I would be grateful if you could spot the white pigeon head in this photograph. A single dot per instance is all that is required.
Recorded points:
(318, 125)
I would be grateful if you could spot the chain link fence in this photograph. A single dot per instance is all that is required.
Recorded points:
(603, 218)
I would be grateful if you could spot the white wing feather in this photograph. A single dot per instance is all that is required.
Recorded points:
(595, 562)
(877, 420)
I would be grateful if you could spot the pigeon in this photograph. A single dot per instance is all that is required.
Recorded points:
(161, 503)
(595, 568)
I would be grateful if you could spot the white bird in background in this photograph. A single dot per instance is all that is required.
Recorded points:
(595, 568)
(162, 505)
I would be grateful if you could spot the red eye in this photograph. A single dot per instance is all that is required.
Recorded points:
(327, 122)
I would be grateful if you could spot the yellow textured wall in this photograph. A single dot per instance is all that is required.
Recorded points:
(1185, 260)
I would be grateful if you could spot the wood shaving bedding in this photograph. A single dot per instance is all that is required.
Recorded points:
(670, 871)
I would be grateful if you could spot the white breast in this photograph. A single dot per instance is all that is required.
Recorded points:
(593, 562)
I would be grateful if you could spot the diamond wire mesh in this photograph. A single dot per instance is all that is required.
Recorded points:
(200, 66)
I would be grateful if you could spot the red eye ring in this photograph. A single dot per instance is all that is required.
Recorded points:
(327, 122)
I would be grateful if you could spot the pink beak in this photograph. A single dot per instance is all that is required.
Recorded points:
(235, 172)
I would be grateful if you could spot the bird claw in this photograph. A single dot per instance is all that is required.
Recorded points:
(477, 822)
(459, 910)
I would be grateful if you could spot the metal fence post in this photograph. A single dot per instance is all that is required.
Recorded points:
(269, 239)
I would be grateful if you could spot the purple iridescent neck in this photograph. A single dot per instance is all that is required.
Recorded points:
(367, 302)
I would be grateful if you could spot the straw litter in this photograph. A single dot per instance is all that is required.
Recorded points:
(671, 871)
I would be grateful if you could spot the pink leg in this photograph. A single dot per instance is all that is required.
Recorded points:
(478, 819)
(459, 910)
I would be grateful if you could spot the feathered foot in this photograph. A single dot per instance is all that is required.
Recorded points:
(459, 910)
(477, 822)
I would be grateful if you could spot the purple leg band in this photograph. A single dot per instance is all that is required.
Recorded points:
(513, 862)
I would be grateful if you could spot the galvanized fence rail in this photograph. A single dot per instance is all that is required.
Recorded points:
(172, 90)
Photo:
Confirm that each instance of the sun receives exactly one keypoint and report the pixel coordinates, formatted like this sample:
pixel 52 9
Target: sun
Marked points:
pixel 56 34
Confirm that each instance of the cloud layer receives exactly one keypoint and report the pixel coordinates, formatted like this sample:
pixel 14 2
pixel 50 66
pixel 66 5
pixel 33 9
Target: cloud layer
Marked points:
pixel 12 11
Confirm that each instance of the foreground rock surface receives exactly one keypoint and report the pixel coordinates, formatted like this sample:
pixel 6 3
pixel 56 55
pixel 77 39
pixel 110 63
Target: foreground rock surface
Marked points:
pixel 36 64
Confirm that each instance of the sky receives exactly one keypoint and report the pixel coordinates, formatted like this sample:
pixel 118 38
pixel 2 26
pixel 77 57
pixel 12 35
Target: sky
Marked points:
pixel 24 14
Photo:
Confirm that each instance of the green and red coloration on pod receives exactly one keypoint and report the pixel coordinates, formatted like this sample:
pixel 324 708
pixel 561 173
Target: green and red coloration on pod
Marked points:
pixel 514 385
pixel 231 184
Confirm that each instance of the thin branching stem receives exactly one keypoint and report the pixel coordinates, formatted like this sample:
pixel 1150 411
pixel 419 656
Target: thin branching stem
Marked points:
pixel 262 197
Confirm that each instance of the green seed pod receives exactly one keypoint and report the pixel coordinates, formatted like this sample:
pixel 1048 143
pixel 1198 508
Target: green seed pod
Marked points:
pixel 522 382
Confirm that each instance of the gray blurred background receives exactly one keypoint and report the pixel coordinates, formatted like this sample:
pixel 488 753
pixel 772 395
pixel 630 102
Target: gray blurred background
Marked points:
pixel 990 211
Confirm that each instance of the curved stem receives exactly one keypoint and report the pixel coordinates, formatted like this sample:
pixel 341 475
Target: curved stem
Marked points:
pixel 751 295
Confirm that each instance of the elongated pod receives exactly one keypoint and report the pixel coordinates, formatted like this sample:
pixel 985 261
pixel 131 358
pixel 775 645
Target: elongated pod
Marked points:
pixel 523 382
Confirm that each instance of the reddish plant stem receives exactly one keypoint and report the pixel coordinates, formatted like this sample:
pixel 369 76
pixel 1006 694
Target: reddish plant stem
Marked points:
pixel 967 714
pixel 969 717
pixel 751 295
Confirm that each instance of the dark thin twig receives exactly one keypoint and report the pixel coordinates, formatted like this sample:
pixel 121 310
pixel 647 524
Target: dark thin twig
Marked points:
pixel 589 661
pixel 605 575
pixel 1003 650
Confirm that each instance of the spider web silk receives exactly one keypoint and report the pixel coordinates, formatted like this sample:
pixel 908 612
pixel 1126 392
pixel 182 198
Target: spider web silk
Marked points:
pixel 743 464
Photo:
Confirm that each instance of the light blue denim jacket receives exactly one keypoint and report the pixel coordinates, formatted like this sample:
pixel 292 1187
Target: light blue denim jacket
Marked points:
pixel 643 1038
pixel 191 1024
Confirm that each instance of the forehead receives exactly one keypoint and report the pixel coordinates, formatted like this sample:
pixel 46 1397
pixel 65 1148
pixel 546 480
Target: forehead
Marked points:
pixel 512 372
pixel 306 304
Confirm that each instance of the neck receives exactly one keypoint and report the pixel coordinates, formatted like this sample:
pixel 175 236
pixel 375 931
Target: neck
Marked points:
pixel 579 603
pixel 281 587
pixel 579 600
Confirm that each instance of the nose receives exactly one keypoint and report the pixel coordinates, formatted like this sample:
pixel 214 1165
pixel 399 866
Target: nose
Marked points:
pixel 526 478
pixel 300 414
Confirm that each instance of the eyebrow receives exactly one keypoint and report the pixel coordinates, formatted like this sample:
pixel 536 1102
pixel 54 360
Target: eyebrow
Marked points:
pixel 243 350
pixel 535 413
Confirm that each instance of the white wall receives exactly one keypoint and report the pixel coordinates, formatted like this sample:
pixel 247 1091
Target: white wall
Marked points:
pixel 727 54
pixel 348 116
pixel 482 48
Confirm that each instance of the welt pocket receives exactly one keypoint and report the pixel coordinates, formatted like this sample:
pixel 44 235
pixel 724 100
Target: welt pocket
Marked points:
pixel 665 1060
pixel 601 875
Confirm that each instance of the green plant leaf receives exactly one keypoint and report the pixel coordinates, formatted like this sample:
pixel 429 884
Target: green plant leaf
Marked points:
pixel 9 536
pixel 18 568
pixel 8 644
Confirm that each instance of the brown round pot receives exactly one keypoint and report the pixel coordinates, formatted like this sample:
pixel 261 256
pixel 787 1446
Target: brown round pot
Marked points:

Stated goal: Reproduce every one of the rows above verbatim, with each line unchanged and in its original order.

Completed task:
I would be grateful if you could spot the white pigeon head in this photograph. A single dot per instance is all that is required.
Recorded points:
(318, 125)
I would be grateful if you could spot the chain link fence in this photograph. A single dot per instance is all that is required.
Recorded points:
(603, 218)
I would be grateful if you could spot the white wing feather in this photograph. A single dot per instance is all that is required.
Recorded points:
(595, 562)
(877, 420)
I would be grateful if you could spot the pigeon in this photograph. A single dot per instance is all that is required.
Recorded points:
(161, 503)
(595, 568)
I would be grateful if you could spot the white bird in background in this photograph. A single dot per instance is all that is required.
Recorded points:
(595, 568)
(162, 505)
I would be grateful if you could spot the red eye in this photograph. A single dot per instance is all that is required.
Recorded points:
(327, 122)
I would be grateful if you could spot the yellow textured wall in this photograph. A single dot per instance is all that is required.
Recorded points:
(1185, 260)
I would be grateful if you could spot the wood shaving bedding in this photograph. A single dot per instance is all that is required.
Recorded points:
(670, 871)
I would be grateful if you could spot the white breast in this photograph. A single dot per instance is all that is required.
Recorded points:
(593, 562)
I would be grateful if you could spot the diamond wire mesh in this photograph. A single dot per instance is all that is required.
Recorded points:
(200, 66)
I would be grateful if you could spot the red eye ring in this photograph. A single dot per instance is all that is required.
Recorded points:
(327, 122)
I would be grateful if you could spot the pink beak in this photograph. A single dot per instance is all that is required.
Recorded points:
(235, 172)
I would be grateful if you could spot the bird claw in this photograph. A single dot per instance is all that is required.
Recorded points:
(477, 822)
(459, 910)
I would be grateful if you could spot the metal fence post in this photograph. A single dot per instance is all that is required.
Recorded points:
(269, 239)
I would be grateful if you could spot the purple iridescent neck in this photograph. A single dot per instance is all that is required.
Recorded points:
(367, 302)
I would be grateful if you could spot the straw litter in this photograph. A single dot per instance is all that is required.
Recorded points:
(671, 871)
I would be grateful if you could spot the pink leg in this photograph. A single dot per instance is all that is required.
Recorded points:
(478, 819)
(459, 910)
I would be grateful if you could spot the feathered foot in this photograph. A single dot per instance is all that is required.
Recorded points:
(459, 910)
(477, 822)
I would be grateful if you could spot the purple leg band in this photograph. A single dot per instance is all that is required.
Recorded points:
(513, 862)
I would be grateful if you could spot the galvanized fence rail in this photograph. A single dot per instance is all that is required.
Recorded points:
(172, 90)
Photo:
Confirm that each instance of the sun receives exactly one keypoint and report the pixel coordinates, formatted like this sample:
pixel 52 9
Target: sun
Marked points:
pixel 56 34
Confirm that each instance of the cloud layer receives exactly one keypoint and report the pixel coordinates, formatted like this sample:
pixel 14 2
pixel 50 66
pixel 66 5
pixel 33 9
Target: cloud layer
Marked points:
pixel 12 11
Confirm that each instance of the foreground rock surface receives exactly one keypoint and report the pixel coordinates, formatted like this sample:
pixel 6 3
pixel 56 55
pixel 77 39
pixel 110 63
Target: foreground rock surface
Marked points:
pixel 36 64
Confirm that each instance of the sky receives exactly one keypoint and report the pixel coordinates, formatted like this sample:
pixel 118 38
pixel 2 26
pixel 77 57
pixel 12 35
Target: sky
Marked points:
pixel 24 14
Photo:
Confirm that each instance of the green and red coloration on pod receives exactly one keypoint and report the pixel coordinates, formatted like this sample:
pixel 324 708
pixel 561 173
Target: green and red coloration on pod
Marked points:
pixel 514 385
pixel 231 184
Confirm that each instance of the thin branching stem receives exactly one keypoint and report the pixel coordinates, formatted like this sample:
pixel 1150 411
pixel 419 656
Target: thin branching stem
Marked points:
pixel 262 197
Confirm that each instance of the green seed pod receives exactly one keypoint and report the pixel coordinates, formatted like this sample:
pixel 1048 143
pixel 1198 508
Target: green seed pod
Marked points:
pixel 522 382
Confirm that each instance of the gray blurred background receives exactly one keypoint and report the pixel coordinates, formatted like this sample:
pixel 488 753
pixel 772 395
pixel 630 102
Target: gray blurred background
Marked points:
pixel 990 211
Confirm that each instance of the curved stem receives exactly one keypoint and report the pixel coordinates, formatted like this sample:
pixel 341 475
Target: curved stem
Marked points:
pixel 751 295
Confirm that each instance of the elongated pod receives exactly one keypoint and report the pixel coordinates, formatted like this sample:
pixel 985 261
pixel 131 358
pixel 775 645
Target: elongated pod
Marked points:
pixel 523 382
Confirm that each instance of the reddish plant stem receives exactly one keypoint and report the pixel coordinates, formatted like this sample:
pixel 369 76
pixel 1006 694
Target: reddish plant stem
Marked points:
pixel 967 714
pixel 969 717
pixel 751 295
Confirm that each instance of the dark thin twig receives exactly one keypoint and report the pixel coordinates, formatted like this sample:
pixel 121 310
pixel 647 524
Target: dark thin twig
Marked points:
pixel 589 661
pixel 605 575
pixel 1003 650
Confirm that each instance of the spider web silk receives exactly one keypoint and report the pixel coordinates, formatted like this sample:
pixel 908 612
pixel 1126 392
pixel 182 198
Target: spider web silk
Marked points:
pixel 743 464
Photo:
Confirm that each instance of the light blue denim jacket receives exactly one keypoint and report the pixel coordinates, formatted like this sample:
pixel 292 1187
Target: light blue denim jacket
Marked points:
pixel 643 1038
pixel 191 1024
Confirm that each instance of the forehead receives exactly one keypoint and report the pixel coordinates, formatted like this sample:
pixel 46 1397
pixel 65 1148
pixel 546 480
Target: forehead
Marked points:
pixel 512 372
pixel 306 304
Confirm that each instance of the neck receives exactly one keypoint and report the pixel coordinates, formatted like this sample:
pixel 175 236
pixel 375 931
Target: neck
Marked points:
pixel 579 603
pixel 281 587
pixel 579 600
Confirm that each instance of the nose receives exactly one keypoint and report the pixel coordinates, formatted like this sample:
pixel 214 1165
pixel 399 866
Target: nose
Marked points:
pixel 526 478
pixel 300 414
Confirm that each instance of the eyebrow receives exactly one keypoint and report the pixel coordinates, formatted like this sample:
pixel 536 1102
pixel 54 360
Target: eyebrow
Marked points:
pixel 243 350
pixel 535 413
Confirm that each instance of the white wall receives exactly one keypoint and report the pixel coordinates, formatted like this sample:
pixel 247 1091
Target: white wall
Marked points:
pixel 727 54
pixel 348 116
pixel 482 48
Confirm that each instance of the welt pocket receives exactly one keypoint and report the pixel coordinates, formatted like this sample:
pixel 44 235
pixel 724 100
Target: welt pocket
Marked points:
pixel 665 1060
pixel 601 875
Confirm that each instance of the green plant leaf receives exactly one keypoint and report the pixel coordinates, formatted like this sample:
pixel 429 884
Target: green plant leaf
Marked points:
pixel 9 536
pixel 18 568
pixel 8 644
Confirm that each instance of the brown round pot receives exactly one keypoint and report the pixel coordinates, formatted like this sample:
pixel 261 256
pixel 787 1446
Target: brown round pot
Marked points:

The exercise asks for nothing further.